Reproduce, character for character, the stretch of rows from the line containing "Target: building on hillside" through the final row.

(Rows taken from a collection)
__________________________________________________

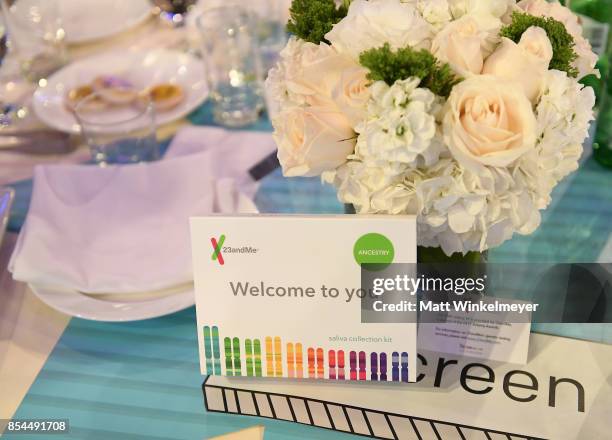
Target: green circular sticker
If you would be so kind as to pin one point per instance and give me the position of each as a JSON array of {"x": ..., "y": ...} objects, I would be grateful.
[{"x": 375, "y": 249}]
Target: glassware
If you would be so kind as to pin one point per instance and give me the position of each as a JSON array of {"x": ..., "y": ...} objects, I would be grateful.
[
  {"x": 233, "y": 65},
  {"x": 118, "y": 134},
  {"x": 37, "y": 35},
  {"x": 12, "y": 102},
  {"x": 271, "y": 18}
]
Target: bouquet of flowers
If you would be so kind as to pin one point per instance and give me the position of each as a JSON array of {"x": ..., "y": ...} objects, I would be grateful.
[{"x": 465, "y": 113}]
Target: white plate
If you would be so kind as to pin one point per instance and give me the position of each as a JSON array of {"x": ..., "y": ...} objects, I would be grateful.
[
  {"x": 116, "y": 308},
  {"x": 89, "y": 20},
  {"x": 141, "y": 68}
]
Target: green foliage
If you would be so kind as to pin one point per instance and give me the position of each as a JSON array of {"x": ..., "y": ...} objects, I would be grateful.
[
  {"x": 561, "y": 40},
  {"x": 312, "y": 19},
  {"x": 388, "y": 66}
]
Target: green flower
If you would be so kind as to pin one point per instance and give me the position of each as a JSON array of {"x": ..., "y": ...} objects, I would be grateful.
[{"x": 561, "y": 40}]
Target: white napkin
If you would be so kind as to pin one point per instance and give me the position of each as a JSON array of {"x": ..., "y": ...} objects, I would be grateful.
[
  {"x": 125, "y": 229},
  {"x": 232, "y": 153}
]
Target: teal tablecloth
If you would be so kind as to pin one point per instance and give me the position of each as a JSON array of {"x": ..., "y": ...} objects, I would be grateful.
[{"x": 141, "y": 380}]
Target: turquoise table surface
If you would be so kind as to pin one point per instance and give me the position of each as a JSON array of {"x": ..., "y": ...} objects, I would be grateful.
[{"x": 141, "y": 380}]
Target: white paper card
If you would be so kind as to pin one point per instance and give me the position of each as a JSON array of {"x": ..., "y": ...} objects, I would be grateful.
[
  {"x": 278, "y": 296},
  {"x": 482, "y": 335}
]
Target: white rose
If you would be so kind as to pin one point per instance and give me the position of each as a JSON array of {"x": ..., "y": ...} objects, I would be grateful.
[
  {"x": 526, "y": 62},
  {"x": 306, "y": 64},
  {"x": 351, "y": 94},
  {"x": 312, "y": 140},
  {"x": 435, "y": 12},
  {"x": 461, "y": 44},
  {"x": 488, "y": 121},
  {"x": 371, "y": 24},
  {"x": 480, "y": 8},
  {"x": 585, "y": 63}
]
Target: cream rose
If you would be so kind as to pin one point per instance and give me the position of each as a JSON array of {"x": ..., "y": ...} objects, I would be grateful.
[
  {"x": 526, "y": 62},
  {"x": 312, "y": 140},
  {"x": 371, "y": 24},
  {"x": 307, "y": 63},
  {"x": 585, "y": 63},
  {"x": 488, "y": 121},
  {"x": 461, "y": 44},
  {"x": 351, "y": 94}
]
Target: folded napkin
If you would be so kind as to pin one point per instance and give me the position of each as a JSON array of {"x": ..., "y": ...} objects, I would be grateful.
[
  {"x": 125, "y": 229},
  {"x": 232, "y": 153}
]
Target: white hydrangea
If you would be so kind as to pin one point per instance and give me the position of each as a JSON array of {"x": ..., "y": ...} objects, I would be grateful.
[
  {"x": 372, "y": 23},
  {"x": 435, "y": 12},
  {"x": 400, "y": 125},
  {"x": 394, "y": 159},
  {"x": 563, "y": 115}
]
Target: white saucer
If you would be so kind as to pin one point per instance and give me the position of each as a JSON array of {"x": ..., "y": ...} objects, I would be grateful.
[
  {"x": 142, "y": 68},
  {"x": 89, "y": 20},
  {"x": 117, "y": 308}
]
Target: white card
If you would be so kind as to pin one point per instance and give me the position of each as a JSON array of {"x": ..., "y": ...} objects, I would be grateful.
[
  {"x": 277, "y": 296},
  {"x": 482, "y": 335}
]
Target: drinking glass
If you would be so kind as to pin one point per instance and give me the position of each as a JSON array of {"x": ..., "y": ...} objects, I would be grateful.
[
  {"x": 271, "y": 18},
  {"x": 233, "y": 64},
  {"x": 174, "y": 11},
  {"x": 12, "y": 102},
  {"x": 37, "y": 35},
  {"x": 118, "y": 134}
]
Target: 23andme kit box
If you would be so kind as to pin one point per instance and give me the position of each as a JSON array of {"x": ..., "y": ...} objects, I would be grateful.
[{"x": 280, "y": 296}]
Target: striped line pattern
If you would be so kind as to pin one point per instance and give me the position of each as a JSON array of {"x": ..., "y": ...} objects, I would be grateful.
[
  {"x": 141, "y": 380},
  {"x": 342, "y": 417}
]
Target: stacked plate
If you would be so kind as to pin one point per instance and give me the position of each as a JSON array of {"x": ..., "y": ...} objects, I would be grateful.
[{"x": 113, "y": 244}]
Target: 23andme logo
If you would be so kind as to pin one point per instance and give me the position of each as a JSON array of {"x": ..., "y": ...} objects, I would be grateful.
[{"x": 217, "y": 246}]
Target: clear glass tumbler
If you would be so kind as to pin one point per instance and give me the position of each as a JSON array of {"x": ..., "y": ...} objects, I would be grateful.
[
  {"x": 116, "y": 134},
  {"x": 37, "y": 36},
  {"x": 233, "y": 64}
]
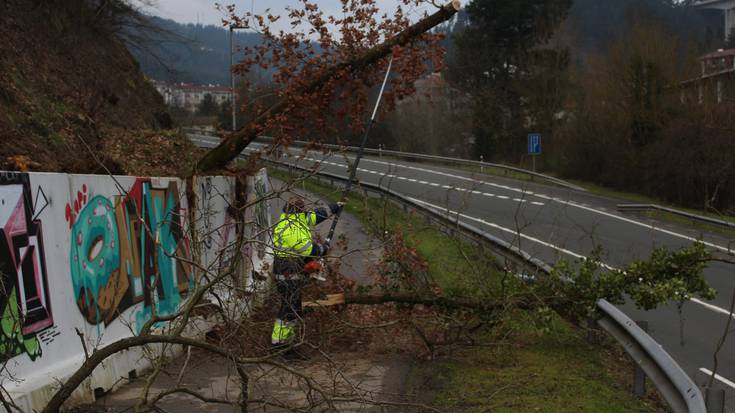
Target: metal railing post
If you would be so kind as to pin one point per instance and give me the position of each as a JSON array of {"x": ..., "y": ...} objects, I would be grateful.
[{"x": 639, "y": 376}]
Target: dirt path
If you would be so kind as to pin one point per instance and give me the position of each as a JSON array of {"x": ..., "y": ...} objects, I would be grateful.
[{"x": 364, "y": 374}]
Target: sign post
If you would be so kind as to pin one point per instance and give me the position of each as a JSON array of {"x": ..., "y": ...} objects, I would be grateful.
[{"x": 534, "y": 147}]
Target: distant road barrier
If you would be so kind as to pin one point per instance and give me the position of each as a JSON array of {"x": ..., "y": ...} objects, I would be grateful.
[
  {"x": 677, "y": 388},
  {"x": 654, "y": 207},
  {"x": 204, "y": 133}
]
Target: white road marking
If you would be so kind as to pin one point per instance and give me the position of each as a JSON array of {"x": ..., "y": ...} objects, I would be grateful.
[
  {"x": 718, "y": 377},
  {"x": 496, "y": 226},
  {"x": 547, "y": 244},
  {"x": 571, "y": 203}
]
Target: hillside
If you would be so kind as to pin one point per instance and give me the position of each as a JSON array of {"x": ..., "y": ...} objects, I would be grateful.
[{"x": 70, "y": 89}]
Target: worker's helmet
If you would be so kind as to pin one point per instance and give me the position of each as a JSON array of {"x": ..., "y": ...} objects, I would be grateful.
[{"x": 295, "y": 205}]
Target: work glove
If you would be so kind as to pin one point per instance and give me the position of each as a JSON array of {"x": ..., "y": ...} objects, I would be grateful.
[{"x": 335, "y": 207}]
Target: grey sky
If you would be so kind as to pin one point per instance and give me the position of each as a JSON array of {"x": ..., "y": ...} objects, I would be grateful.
[{"x": 205, "y": 12}]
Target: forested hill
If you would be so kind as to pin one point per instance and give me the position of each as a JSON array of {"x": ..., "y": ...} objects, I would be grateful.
[
  {"x": 189, "y": 53},
  {"x": 72, "y": 98}
]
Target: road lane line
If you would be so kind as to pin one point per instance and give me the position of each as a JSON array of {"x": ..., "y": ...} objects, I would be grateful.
[
  {"x": 564, "y": 202},
  {"x": 695, "y": 300},
  {"x": 718, "y": 377},
  {"x": 549, "y": 245}
]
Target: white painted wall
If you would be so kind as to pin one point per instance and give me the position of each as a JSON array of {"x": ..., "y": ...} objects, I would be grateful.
[{"x": 65, "y": 238}]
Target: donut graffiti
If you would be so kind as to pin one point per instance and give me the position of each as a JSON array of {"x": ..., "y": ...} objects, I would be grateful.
[
  {"x": 25, "y": 308},
  {"x": 125, "y": 251}
]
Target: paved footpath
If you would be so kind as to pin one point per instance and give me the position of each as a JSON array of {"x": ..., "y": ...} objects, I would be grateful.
[{"x": 378, "y": 377}]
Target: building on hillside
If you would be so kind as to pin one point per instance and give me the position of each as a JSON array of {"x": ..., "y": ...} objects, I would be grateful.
[
  {"x": 189, "y": 96},
  {"x": 716, "y": 83},
  {"x": 728, "y": 10}
]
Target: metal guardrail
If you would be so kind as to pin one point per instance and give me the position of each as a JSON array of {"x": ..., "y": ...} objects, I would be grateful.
[
  {"x": 677, "y": 388},
  {"x": 680, "y": 392},
  {"x": 410, "y": 155},
  {"x": 648, "y": 207}
]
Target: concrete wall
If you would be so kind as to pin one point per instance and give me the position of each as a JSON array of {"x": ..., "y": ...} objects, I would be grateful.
[{"x": 74, "y": 254}]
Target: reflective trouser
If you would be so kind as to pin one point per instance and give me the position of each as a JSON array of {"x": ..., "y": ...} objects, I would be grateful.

__________________________________________________

● **Task response**
Target: building on hillside
If you would be so kind as to pin one point per instance and give me the position of each as a JSON array of {"x": ..., "y": ...} objects, I would be grateful.
[
  {"x": 189, "y": 96},
  {"x": 716, "y": 83},
  {"x": 728, "y": 10}
]
Target: metal guardrail
If you would be so kind as to pin one point per instance and give me the position of each as a JSON array of {"x": ..., "y": ...} objects, I would be grateful.
[
  {"x": 677, "y": 388},
  {"x": 680, "y": 392},
  {"x": 410, "y": 155},
  {"x": 648, "y": 207}
]
Target: concrete wall
If you would be so kind as to pin one point per instance and give me the position of each as a JSON array of {"x": ..., "y": ...} objects, I would be grateful.
[{"x": 74, "y": 254}]
Target: reflective trouser
If you would be so kind as to pin one point per instance and give me the position of each as a JSON array of {"x": ..., "y": ...} objects, I would be grateful.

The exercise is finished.